### What is needed
Could you set down every entry exactly as it stands, without the images?

=== Begin Enclosure ===

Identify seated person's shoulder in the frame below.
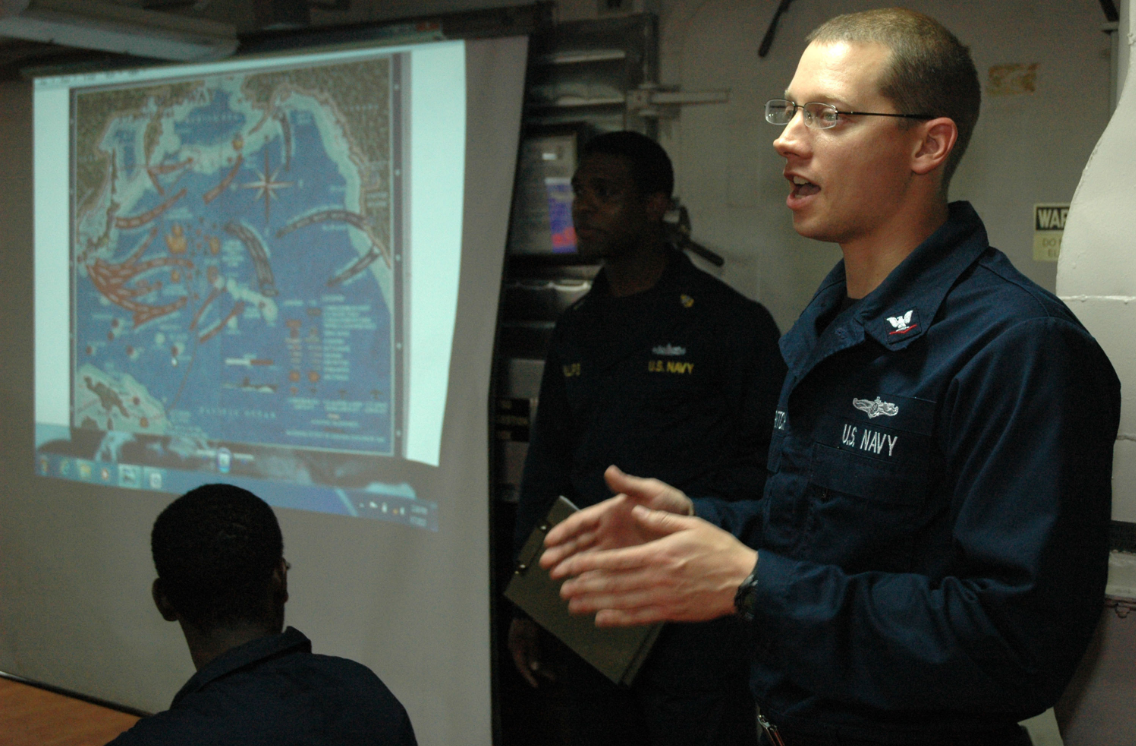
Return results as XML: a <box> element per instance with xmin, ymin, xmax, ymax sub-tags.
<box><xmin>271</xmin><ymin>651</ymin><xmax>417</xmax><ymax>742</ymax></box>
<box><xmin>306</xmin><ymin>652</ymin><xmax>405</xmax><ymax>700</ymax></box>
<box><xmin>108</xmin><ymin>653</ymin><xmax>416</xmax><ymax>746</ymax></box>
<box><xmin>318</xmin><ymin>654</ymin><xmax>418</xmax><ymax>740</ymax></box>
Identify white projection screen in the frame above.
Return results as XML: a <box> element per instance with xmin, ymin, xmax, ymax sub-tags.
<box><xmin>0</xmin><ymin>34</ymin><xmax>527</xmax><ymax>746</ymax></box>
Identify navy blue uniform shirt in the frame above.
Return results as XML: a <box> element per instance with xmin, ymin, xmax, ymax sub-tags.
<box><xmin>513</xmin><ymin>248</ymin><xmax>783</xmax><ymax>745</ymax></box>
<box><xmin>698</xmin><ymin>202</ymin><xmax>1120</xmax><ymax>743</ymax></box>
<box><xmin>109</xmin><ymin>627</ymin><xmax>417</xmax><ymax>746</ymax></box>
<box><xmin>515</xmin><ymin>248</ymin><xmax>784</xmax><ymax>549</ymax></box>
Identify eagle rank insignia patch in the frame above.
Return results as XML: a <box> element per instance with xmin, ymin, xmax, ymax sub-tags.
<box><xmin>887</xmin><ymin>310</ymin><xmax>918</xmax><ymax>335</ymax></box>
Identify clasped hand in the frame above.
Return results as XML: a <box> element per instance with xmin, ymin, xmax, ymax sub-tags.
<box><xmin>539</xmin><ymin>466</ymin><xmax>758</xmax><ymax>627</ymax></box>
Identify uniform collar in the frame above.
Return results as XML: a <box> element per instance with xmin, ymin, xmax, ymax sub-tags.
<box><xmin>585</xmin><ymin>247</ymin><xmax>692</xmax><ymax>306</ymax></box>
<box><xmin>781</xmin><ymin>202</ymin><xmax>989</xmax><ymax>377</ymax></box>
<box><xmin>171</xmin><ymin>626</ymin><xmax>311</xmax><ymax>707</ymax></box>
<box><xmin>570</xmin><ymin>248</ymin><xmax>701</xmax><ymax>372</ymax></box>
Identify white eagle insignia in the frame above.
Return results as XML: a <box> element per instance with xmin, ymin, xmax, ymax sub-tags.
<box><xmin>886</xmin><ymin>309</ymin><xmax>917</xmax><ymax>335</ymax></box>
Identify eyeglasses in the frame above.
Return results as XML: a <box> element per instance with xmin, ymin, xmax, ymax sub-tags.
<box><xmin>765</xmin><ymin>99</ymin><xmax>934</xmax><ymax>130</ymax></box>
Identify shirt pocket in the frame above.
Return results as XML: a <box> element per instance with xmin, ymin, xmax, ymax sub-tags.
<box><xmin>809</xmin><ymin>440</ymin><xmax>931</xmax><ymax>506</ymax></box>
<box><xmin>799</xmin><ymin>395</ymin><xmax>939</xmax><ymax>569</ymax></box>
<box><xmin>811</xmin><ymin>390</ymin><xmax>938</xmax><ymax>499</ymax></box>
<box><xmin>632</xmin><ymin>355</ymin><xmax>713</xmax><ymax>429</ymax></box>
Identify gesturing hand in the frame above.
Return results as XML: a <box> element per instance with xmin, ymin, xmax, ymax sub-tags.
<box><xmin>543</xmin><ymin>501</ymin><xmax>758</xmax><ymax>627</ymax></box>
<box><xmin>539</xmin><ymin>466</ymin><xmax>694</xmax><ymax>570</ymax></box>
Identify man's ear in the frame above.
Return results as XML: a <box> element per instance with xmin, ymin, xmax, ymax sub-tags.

=== End Enclosure ===

### Result below
Identify seated person's shoulder in the frame below.
Return results as XML: a <box> element per instance with xmin, ymin, xmax, ymax sub-tags.
<box><xmin>271</xmin><ymin>651</ymin><xmax>417</xmax><ymax>742</ymax></box>
<box><xmin>306</xmin><ymin>652</ymin><xmax>405</xmax><ymax>700</ymax></box>
<box><xmin>108</xmin><ymin>653</ymin><xmax>416</xmax><ymax>746</ymax></box>
<box><xmin>318</xmin><ymin>654</ymin><xmax>418</xmax><ymax>740</ymax></box>
Identify white projection screen in the frame above.
Return results as XML: a <box> element per instance with xmin, ymin, xmax, ymax sub-tags.
<box><xmin>0</xmin><ymin>34</ymin><xmax>527</xmax><ymax>746</ymax></box>
Identify navy blue uniform shirt in the frame above.
Return results as XML: a <box> element per instance with xmin, ymin, xmax, ymax sub-tags.
<box><xmin>513</xmin><ymin>248</ymin><xmax>783</xmax><ymax>745</ymax></box>
<box><xmin>698</xmin><ymin>202</ymin><xmax>1120</xmax><ymax>743</ymax></box>
<box><xmin>109</xmin><ymin>627</ymin><xmax>417</xmax><ymax>746</ymax></box>
<box><xmin>515</xmin><ymin>248</ymin><xmax>784</xmax><ymax>549</ymax></box>
Identify eagle rank insignia patch in the frame above.
Return results as XML: a <box> element per instance with xmin, ymin, xmax, ymax sub-tags.
<box><xmin>887</xmin><ymin>310</ymin><xmax>918</xmax><ymax>335</ymax></box>
Identify clasped hand in the frame above.
Return results as XML: a <box> element per instance with xmin, ymin, xmax, ymax sub-tags.
<box><xmin>539</xmin><ymin>466</ymin><xmax>758</xmax><ymax>627</ymax></box>
Identify uniform collar in the frame above.
Return results as XML: a <box> element per instance with xmin, ymin, xmax, ymax sub-tags.
<box><xmin>585</xmin><ymin>247</ymin><xmax>692</xmax><ymax>306</ymax></box>
<box><xmin>781</xmin><ymin>202</ymin><xmax>989</xmax><ymax>377</ymax></box>
<box><xmin>171</xmin><ymin>626</ymin><xmax>311</xmax><ymax>707</ymax></box>
<box><xmin>570</xmin><ymin>248</ymin><xmax>701</xmax><ymax>372</ymax></box>
Identify white eagle insignia in the frame above.
Return results as XML: a <box> element per instance with xmin, ymin, xmax, ymax sub-tags.
<box><xmin>886</xmin><ymin>309</ymin><xmax>917</xmax><ymax>335</ymax></box>
Identify eyeglasses in the frame above.
Return results as XML: a <box> element per instance with xmin, ymin, xmax, ymax sub-tags.
<box><xmin>765</xmin><ymin>99</ymin><xmax>934</xmax><ymax>130</ymax></box>
Identify shirt pocket in the frame above.
Return results as XML: a <box> element per instance with xmin, ymin, xmax, ymax sub-tags.
<box><xmin>809</xmin><ymin>440</ymin><xmax>931</xmax><ymax>506</ymax></box>
<box><xmin>799</xmin><ymin>395</ymin><xmax>939</xmax><ymax>569</ymax></box>
<box><xmin>811</xmin><ymin>390</ymin><xmax>938</xmax><ymax>499</ymax></box>
<box><xmin>632</xmin><ymin>355</ymin><xmax>713</xmax><ymax>429</ymax></box>
Identify gesturing hand in the frame above.
Return results as XML: a <box> element per instance with xmin, ymin, xmax, ymax sub-tags.
<box><xmin>543</xmin><ymin>501</ymin><xmax>758</xmax><ymax>627</ymax></box>
<box><xmin>539</xmin><ymin>466</ymin><xmax>694</xmax><ymax>570</ymax></box>
Identify man's ear in the frame above.
Return results as XML: a <box> element per instance with xmin, ymin, xmax, ymax sub-tags.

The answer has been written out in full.